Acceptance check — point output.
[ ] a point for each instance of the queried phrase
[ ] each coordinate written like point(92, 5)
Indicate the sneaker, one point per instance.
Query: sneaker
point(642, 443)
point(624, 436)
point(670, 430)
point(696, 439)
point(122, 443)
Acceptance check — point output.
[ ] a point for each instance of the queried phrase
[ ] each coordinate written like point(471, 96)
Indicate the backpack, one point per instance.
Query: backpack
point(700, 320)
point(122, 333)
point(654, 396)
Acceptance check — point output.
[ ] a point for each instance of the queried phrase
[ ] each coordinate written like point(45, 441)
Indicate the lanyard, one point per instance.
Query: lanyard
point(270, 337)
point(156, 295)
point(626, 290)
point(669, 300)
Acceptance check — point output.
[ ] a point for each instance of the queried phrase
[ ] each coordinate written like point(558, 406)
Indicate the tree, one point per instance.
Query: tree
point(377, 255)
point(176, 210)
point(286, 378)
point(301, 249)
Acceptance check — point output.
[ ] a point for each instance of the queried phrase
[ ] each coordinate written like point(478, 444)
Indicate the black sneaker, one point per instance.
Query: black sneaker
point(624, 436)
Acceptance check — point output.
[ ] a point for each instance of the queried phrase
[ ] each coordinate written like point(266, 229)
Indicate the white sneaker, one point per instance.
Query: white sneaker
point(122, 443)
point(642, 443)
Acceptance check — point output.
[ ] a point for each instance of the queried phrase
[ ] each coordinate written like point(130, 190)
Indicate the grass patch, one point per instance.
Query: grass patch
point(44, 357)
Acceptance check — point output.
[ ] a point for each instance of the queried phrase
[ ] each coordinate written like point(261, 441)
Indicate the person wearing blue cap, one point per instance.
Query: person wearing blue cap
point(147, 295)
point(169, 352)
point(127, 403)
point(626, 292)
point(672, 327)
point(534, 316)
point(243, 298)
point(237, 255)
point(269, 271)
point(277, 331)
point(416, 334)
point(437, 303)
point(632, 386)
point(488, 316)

****************************************

Set down all of the entries exactly, please.

Acceptance check — point output.
[ ] a point for each instance of the queried phrase
[ ] each coordinate written like point(92, 5)
Indicate the sneaker, one point per instance.
Query: sneaker
point(642, 443)
point(624, 436)
point(670, 430)
point(696, 439)
point(122, 443)
Acceptance check — point output.
[ ] a point for each instance of the queried phrase
[ ] each coordinate written like point(471, 96)
Indicate the backpack, one point per instance.
Query: backpack
point(700, 320)
point(122, 333)
point(654, 396)
Acceptance check — point output.
[ ] a point for each instance of the queried phrase
[ ] each coordinate written like point(45, 441)
Indicate the lanyard, one point per instance.
Query: lanyard
point(270, 337)
point(156, 295)
point(626, 290)
point(669, 300)
Acceptance check — point output.
[ ] a point for each instance of the queried phrase
[ ] each coordinate written like point(558, 406)
Indicate the tree, one point per instance.
Query: tree
point(377, 255)
point(176, 210)
point(286, 378)
point(301, 249)
Acceptance check — point output.
[ ] a point for each instance of the queried phrase
[ ] each coordinate written like point(478, 444)
Indicate the black sneaker, one point per instance.
Query: black sneaker
point(624, 436)
Acceptance check — point output.
[ ] a point for each instance of the queried phrase
[ ] each coordinate written like point(266, 229)
Indicate the white sneaker, one point per instance.
Query: white sneaker
point(122, 443)
point(642, 443)
Acceptance check — point output.
[ ] a point for each instance of the queried phrase
[ ] each coordinate written like point(130, 190)
Indicate the grass patch, one point per instance.
Query: grass patch
point(44, 357)
Acceptance check — point output.
[ ] a point for each instance of the queried phrase
[ ] each coordinate written like point(261, 441)
Indicate the person wearing blue cap, one point per instance.
Query: person wearing blue cap
point(147, 295)
point(169, 352)
point(127, 403)
point(626, 292)
point(672, 327)
point(534, 316)
point(243, 298)
point(237, 255)
point(269, 271)
point(277, 331)
point(416, 334)
point(437, 303)
point(632, 386)
point(488, 316)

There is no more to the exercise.